## [Document passage]
···

This is evident when looking at the west façade of the church (in medieval churches, this is commonly referred to as the westwork). Most churches during the late medieval period were constructed with a tower on both the north and south ends of the westwork, and the extensive and massive buttressing on the corners of the west façade of the structure strongly indicate that such towers were part of the original plan of the church. In the absence of these vertical towers, the front of the church is instead dominated by its large central circular window, set into a shallow pointed arch recession. Underneath this window are five small Roman (round) arches that harmoniously frame the two large Roman arch entranceways. This central part of the façade — from the large entrances to the circular window — is framed by the vertical buttresses on the left and right sides.
Walking from the front of the church along one of the sides brings into focus the large bell tower over the crossing. The octagonal tower is made of five layered tiers that are capped by a spire. The first three tiers feature Roman arches and were likely begun in the twelfth century. The much later uppermost tiers date from about 1270 — nearly two centuries after construction the church first began — and feature Gothic pointed arches. The spire at the top was finally completed around 1470 and measures 213 feet (65 m) in height. The bell tower alone is a visual lesson in the shifting architectural styles in fashion over the four centuries of a church’s construction.
If the bell tower and its spire are the elements of the church that are most visible around the city of Toulouse, it is the architectural elements on the eastern side of the church — the apse end — that made Saint-Sernin famous. It was common during the medieval era for the apse of the church to have small chapels for the placement of holy relics where pilgrims could come to visit and venerate them. But in Saint-Sernin, the entire eastern end of the church — from the north transept, around the apse, and concluding on the southern transept — is filled with nine radiating chapels. Even from an exterior view, it is clear that one of the primary roles of this structure was to house relics for pilgrims to visit.
Chapels, sculptures, and the tomb of a saint
The plan of the interior of the church reinforces this function. The large barrel-vaulted central nave is flanked on each side by double side aisles. When standing in the nave the faithful look towards the same high altar that Pope Urban II consecrated on 24 May 1096.
The nave is 69 feet in height and is twelve bays in length from the entrance (the narthex) to the crossing. Each bay is twice as wide as it is long. Harmoniously, these same proportions are mirrored by each of the double side aisles that flank the nave, thus creating a profound architectural unity. This unity is likewise reflected by the arches that separate the nave from the innermost side aisle and the arches in the triforium that allow light to flood into the nave.

···

## [Data block]
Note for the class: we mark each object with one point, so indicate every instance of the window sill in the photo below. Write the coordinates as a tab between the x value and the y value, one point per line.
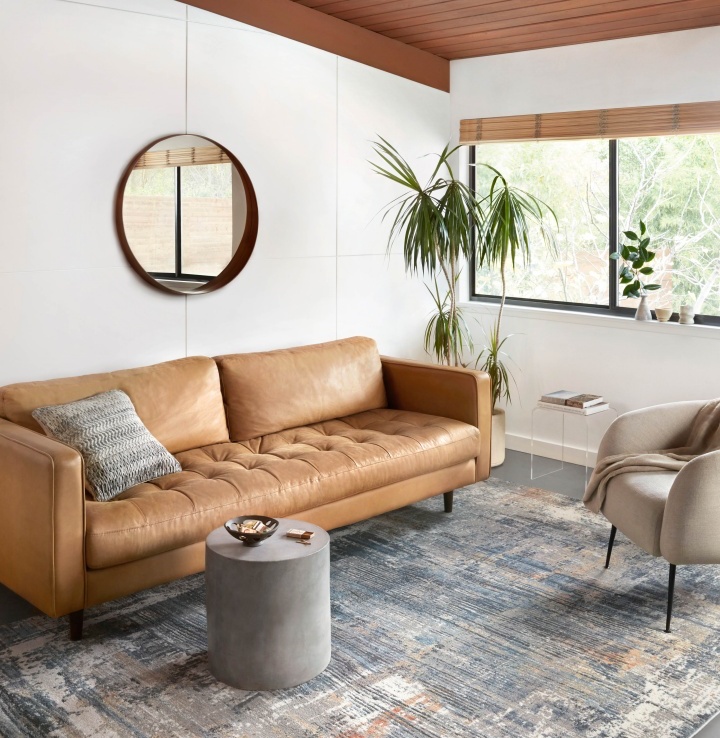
616	322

···

## [Your tasks]
A. Using the passage on Saint-Sernin, answer the following, one per line:
(i) How many tiers make up the octagonal bell tower?
(ii) How many radiating chapels fill the eastern end of the church?
(iii) What is the height of the nave?
B. Quote the passage on Saint-Sernin, starting with "Chapels, sculptures, and" and going on through "into the nave.".

## [Responses per task]
A.
(i) Five
(ii) Nine
(iii) 69 feet

B.
Chapels, sculptures, and the tomb of a saint
The plan of the interior of the church reinforces this function. The large barrel-vaulted central nave is flanked on each side by double side aisles. When standing in the nave the faithful look towards the same high altar that Pope Urban II consecrated on 24 May 1096.
The nave is 69 feet in height and is twelve bays in length from the entrance (the narthex) to the crossing. Each bay is twice as wide as it is long. Harmoniously, these same proportions are mirrored by each of the double side aisles that flank the nave, thus creating a profound architectural unity. This unity is likewise reflected by the arches that separate the nave from the innermost side aisle and the arches in the triforium that allow light to flood into the nave.